Listed entries>
☆ ☆ ☆ ☆ ☆

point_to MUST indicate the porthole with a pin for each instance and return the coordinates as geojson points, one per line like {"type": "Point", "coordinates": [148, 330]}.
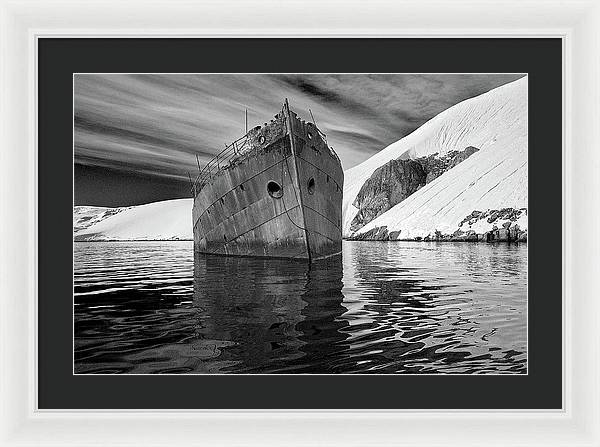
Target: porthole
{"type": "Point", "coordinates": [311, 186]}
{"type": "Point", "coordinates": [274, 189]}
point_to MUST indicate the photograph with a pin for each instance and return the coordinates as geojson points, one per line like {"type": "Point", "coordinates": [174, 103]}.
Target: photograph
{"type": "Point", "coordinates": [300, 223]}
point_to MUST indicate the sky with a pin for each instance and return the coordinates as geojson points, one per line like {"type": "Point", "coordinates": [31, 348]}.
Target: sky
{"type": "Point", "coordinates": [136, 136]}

☆ ☆ ☆ ☆ ☆

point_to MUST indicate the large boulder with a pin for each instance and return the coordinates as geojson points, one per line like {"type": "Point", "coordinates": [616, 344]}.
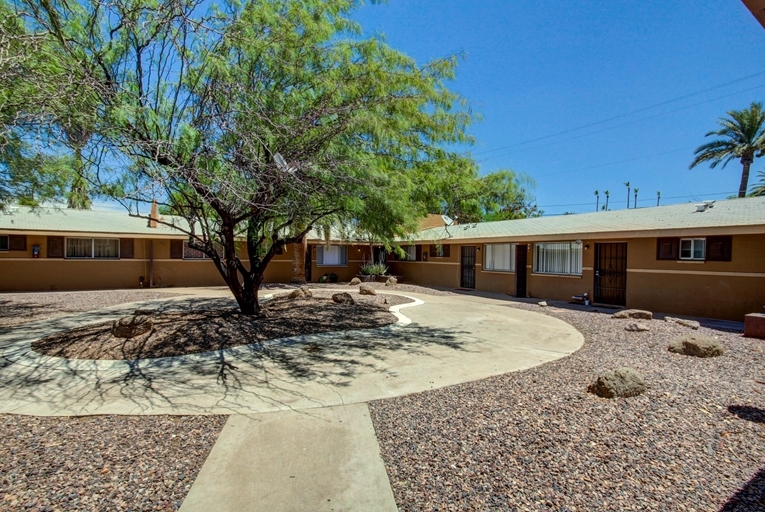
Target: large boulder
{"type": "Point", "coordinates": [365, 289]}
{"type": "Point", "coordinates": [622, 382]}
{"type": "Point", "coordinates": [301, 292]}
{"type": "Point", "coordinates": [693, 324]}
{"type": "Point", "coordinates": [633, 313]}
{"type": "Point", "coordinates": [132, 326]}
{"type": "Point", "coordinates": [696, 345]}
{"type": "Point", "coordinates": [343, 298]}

☆ ☆ ☆ ☆ ☆

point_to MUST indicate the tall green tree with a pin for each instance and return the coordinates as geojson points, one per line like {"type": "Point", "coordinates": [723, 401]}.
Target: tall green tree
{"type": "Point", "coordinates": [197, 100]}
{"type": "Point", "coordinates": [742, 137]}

☆ ☆ ☆ ☆ ☆

Instructions to follow> Only the lines of the data holding the string "MUST" are wanted; copy each of them.

Reply>
point_to MUST indicate the porthole with a pin for each instance and return the coordinates as geojson points, one per line like {"type": "Point", "coordinates": [148, 330]}.
point_to MUST indicate the photograph with a pin for each instance and return the coordinates as geojson points, one per line like {"type": "Point", "coordinates": [174, 103]}.
point_to MUST indicate the sky with a pin for each instance and return the coordinates as geojson points, one per line like {"type": "Point", "coordinates": [31, 348]}.
point_to MUST indicate the large boulder with a pin for each instance and return the coordinates as geojson points, one per line like {"type": "Point", "coordinates": [616, 344]}.
point_to MUST indicate the tall green tree with a pin for each instance and return the coordinates as geojson points, one per line like {"type": "Point", "coordinates": [723, 401]}.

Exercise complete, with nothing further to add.